EXCERPT PROVIDED »

Skip to main content

Regex

ZK Email allows you to create zero-knowledge proofs of emails. You can define a decomposed regex to extract specific fields from an email (such as sender, recipient, subject, timestamps, etc.) while keeping the rest of the email private.

This page will explain how regex works, how decomposed regex is used in ZK Email, common special characters, and provide template examples for popular email fields.

What is Regex?

Regex (short for regular expression) is a sequence of characters that forms a search pattern. It is widely used to match or find strings in text. For example, you might use regex to find all email addresses in a long document, or to validate if a user’s input meets certain rules (e.g., format of a phone number).

A regular expression uses a combination of:

  • Literal characters (e.g., letters, numbers, punctuation).
  • Metacharacters (e.g., ^, $, (, ), ?, +, *, [, ], {, }, |, \).
  • Quantifiers (e.g., ?, +, *, {m,n}).
  • Character classes (e.g., [A-Za-z0-9], [^a-z], \s).
  • Anchors (e.g., ^ for start of string, $ for end of string, \b for word boundary).

These building blocks allow you to define very patterns to search or extract substrings from text.

Examples:

  • [A-Za-z0-9._%+-]+@[A-Za-z0-9.-]+\.[A-Z|a-z]{2,} - Matches email addresses. Try out.
  • ^(\([0-9]{3}\) |[0-9]{3}-)[0-9]{3}-[0-9]{4}$ - Matches US phone numbers. Try out.
  • ^((25[0-5]|(2[0-4]|1\d|[1-9]|)\d)\.?\b){4}$ - Matches valid IP address octets (0-255). Try out.

Special Characters and Expressions

Two characters commonly used when dealing with multi-line text (such as emails) are:

  • \n : Represents the newline character (line feed).
  • \r : Represents the carriage return character.

Email headers often contain \r\n pairs to mark the end of lines. Depending on the email format, you might see these in the raw headers. In your regular expressions, you can match them explicitly by including \r, \n, or a combination like (\r\n|^) to anchor your pattern at the beginning of a line or match line breaks.

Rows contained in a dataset
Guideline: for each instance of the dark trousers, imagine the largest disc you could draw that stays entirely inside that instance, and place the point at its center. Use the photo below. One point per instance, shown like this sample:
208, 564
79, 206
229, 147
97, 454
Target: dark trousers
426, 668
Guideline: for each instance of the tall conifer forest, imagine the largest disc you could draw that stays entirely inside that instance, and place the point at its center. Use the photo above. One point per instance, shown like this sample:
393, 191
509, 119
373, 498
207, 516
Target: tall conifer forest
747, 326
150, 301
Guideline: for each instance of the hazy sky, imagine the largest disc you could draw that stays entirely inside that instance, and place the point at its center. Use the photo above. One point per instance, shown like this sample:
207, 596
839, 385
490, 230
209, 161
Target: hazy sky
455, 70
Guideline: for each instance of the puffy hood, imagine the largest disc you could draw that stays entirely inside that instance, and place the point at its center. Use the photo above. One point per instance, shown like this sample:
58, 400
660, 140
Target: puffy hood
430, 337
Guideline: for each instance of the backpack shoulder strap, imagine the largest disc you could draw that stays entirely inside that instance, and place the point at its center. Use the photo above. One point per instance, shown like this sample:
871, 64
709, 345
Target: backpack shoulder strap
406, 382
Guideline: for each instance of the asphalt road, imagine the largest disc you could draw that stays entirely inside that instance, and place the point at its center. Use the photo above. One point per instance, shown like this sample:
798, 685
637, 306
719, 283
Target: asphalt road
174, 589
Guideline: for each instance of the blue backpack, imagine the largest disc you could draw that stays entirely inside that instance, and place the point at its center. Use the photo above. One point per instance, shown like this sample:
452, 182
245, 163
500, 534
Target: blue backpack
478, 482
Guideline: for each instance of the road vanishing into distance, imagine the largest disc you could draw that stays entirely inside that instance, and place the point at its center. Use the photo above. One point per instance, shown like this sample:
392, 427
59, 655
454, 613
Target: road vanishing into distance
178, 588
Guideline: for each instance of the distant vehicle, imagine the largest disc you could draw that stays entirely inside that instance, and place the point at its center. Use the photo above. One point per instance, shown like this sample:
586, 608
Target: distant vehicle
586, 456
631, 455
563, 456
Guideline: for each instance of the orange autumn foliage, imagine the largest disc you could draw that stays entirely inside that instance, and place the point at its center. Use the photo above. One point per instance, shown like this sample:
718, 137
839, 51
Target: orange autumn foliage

INSTRUCTIONS FOR THE TASK » Pick up the ZK Email regex page after its final sentence and continue writing it. The rows are not required for this work.

RESPONSE TO THIS EXERCISE »
Here's a quick reference of commonly used regex special characters and expressions:

Character / ExpressionDescription
.Matches any character except newline
^Start of string/line
$End of string/line
*0 or more occurrences
+1 or more occurrences
?0 or 1 occurrence
\wWord character [A-Za-z0-9_]
\dDigit [0-9]
\sWhitespace (space, tab, newline)
[abc]Character class - matches a, b, or c
[^abc]Negated class - matches anything except a, b, or c
(...)Capturing group
(?:...)Non-capturing group
a{3}Exactly 3 occurrences of a
a{3,}3 or more occurrences of a
a{3,6}Between 3 and 6 occurrences of a
a|bAlternation - matches a or b

For an interactive regex tester and comprehensive reference, visit regex101.com.

Decomposed Regex

For extracting specific fields from an email, a decomposed regex breaks a single regular expression into smaller, sequential parts. Instead of having one large and complex regex, ZK Email uses an array of parts definitions, each describing a consecutive part of the regex and visibility.

Each part in the decomposed regex includes:

  • isPublic: a boolean indicating if this part of the match should be public or private in the final proof.
  • regexDef: the portion of the regex pattern.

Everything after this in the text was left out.